▶ **Partes del ejercicio**:
(a) Responde estas preguntas con lo que dice el bloque de texto:
(i) ¿A qué planta del edificio no puede evitar girar la cabeza quien escribe?
(ii) ¿Qué ocupa ahora el lugar del cine?
(iii) ¿Para qué son generalmente buenas las medias tintas?
(b) Repite tal cual el fragmento del bloque de texto que va desde "Las medias tintas" hasta "con buena intención.".
(c) Escribe lo que sigue al bloque de texto, empezando justo después de su última frase.

▶ **Bloque de texto**:
···
Dediqué varios años de mi vida de manera más o menos creativa, a deshacer y derribar aquella “Montaña Rusa” Emocional; otros cuantos años en esperar a que otros dos de los ocupantes de aquel SEAT 850, se recuperaran; luego yo, con otro modelo de vehículo, me senté en el asiento del conductor, aunque yo no tengo esa capacidad de generar en mi rostro esa pequeña sonrisa “socarrona”; sigo pasando semanalmente por el “Tívoli World” y a veces, por el espacio que ocupaba “Casa Pedro”; el “Tintero” sigue en el mismo lugar, la feria dejo de existir, el cine, está ocupado ahora por varios locales comerciales y la heladería, creo que sigue en el mismo sitio, pero sobre todo, no puedo evitar girar la cabeza hacia la 4ª planta de aquel edifico, cuyo ascensor, actuando a modo de Montaña Rusa, no paraba de subir y bajar de manera continuada a lo largo del día; subidas cargadas de esperanza y de miedo, bajadas, con unas zapatillas en la mano, algunas revistas, una ligera prenda de abrigo y poco más, viendo como por el otro ascensor, dos personas, bajaban aquella sonrisa “socarrona de chaval” de mi padre, que tantas veces vi por el retrovisor del 850 (el ocho y medio), pero esta vez con la cara tapada.
Siempre me ha gustado decir las cosas de una sola vez, a veces me han tachado de brusco u osco, pero amigos/as, no me gusta jugar con las ilusiones y emociones de la gente ni hacer sufrir innecesariamente, aun a riesgo de caer mal, se hace sufrir menos a los demás, aunque luego te lleves a la cama el remordimiento; le has dado “un corte” a alguien (de manera calculada), o como aquello que dicen de las mentiras “un corte piadoso”, pero al día siguiente, cuando la persona supere el odio que le has provocado, se olvidará rápidamente de ti y del problema y no sufrirá más.
Las medias tintas existen y generalmente son buenas, como auto-medicamento; me refiero a que entre el blanco y el negro, siempre hay otro color (el camino medio), pero cuando vienen de fuera, a mí al menos, me provocan una lenta y angustiosa agonía de esperanza y desesperanza; un juego que a mucha gente le fascina o simple y llanamente lo hacen con buena intención.
···
Registros tomados de un conjunto de datos:
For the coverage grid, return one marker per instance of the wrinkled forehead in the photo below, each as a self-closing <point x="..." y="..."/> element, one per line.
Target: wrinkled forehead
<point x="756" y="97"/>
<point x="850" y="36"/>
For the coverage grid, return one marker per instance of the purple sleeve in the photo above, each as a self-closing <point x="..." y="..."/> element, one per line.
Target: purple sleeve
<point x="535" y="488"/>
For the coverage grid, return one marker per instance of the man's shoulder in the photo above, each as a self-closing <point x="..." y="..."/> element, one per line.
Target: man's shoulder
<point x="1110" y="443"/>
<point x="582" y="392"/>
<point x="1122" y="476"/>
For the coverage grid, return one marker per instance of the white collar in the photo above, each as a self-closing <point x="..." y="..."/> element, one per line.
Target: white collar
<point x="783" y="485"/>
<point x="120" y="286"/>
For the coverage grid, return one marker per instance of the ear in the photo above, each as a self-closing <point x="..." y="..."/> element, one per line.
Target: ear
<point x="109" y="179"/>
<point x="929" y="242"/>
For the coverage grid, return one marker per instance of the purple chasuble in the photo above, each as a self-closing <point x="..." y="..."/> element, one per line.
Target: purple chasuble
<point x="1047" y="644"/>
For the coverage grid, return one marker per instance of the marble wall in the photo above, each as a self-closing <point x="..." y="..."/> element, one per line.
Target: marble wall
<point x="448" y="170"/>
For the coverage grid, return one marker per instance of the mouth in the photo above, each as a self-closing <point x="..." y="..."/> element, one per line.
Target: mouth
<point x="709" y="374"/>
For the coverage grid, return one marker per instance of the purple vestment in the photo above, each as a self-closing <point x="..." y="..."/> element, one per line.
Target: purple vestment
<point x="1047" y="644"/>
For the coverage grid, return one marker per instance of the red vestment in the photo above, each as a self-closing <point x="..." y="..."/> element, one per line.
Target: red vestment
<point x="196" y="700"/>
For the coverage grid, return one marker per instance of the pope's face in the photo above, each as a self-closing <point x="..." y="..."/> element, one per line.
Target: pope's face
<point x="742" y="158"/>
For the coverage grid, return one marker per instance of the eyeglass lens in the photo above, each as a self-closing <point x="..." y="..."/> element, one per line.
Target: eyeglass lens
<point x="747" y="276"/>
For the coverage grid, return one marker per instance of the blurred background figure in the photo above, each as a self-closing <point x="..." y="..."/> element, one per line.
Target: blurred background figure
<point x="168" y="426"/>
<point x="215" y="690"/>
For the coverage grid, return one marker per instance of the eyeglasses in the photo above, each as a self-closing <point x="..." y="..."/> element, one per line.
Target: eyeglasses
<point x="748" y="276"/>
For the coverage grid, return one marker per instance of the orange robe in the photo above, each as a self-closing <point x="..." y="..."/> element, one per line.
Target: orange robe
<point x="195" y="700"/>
···
▶ **Respuestas por tarea**:
(a)
(i) A la 4ª planta.
(ii) Varios locales comerciales.
(iii) Como auto-medicamento.

(b)
Las medias tintas existen y generalmente son buenas, como auto-medicamento; me refiero a que entre el blanco y el negro, siempre hay otro color (el camino medio), pero cuando vienen de fuera, a mí al menos, me provocan una lenta y angustiosa agonía de esperanza y desesperanza; un juego que a mucha gente le fascina o simple y llanamente lo hacen con buena intención.

(c)
Tal vez, deberíamos llevar escrito en la cara un tatuaje, los que preferimos un buen jarro de agua fría y helada de golpe y los que prefieren 15 o 20 barreños con el agua a diferente temperatura, cada vez más tibia, para terminar con el agua helada, otro escrito tatuado en la frente.

Es por eso, por lo que me gusta ser escultor y no elegí el oficio de pintor; la escultura, se presta y te facilita los medios, para lanzar al viento un sonoro y expresivo grito, más o menos comunicativo, (ya dependerá de la persona), con mayor facilidad, aunque también te permite el susurro y la sutileza; la pintura en cambio, se presta más a lo sutil y al susurro, aunque de las manos de un verdadero maestro, puede provocar una verdadera explosión.    

Mis obras son como yo, tienen un fuerte carácter exterior, tal vez intimidan al primer y segundo contacto, aunque si observamos algunas de las  sutilezas que se escapan desde el interior,  envolviendo la obra también por el exterior, observaréis un pequeño y brillante carricoche y si os montáis en él,  tal vez, podáis ver lo que ocurre dentro y traspasar el vacío para ver lo que sucede al otro lado.

El fuego, las incinera y estas transmutan su composición, para convertirse en algo duradero y visible, para el viajero del tiempo que quiera dedicar un breve pero eterno segundo en esa metafórica meseta antes de caer.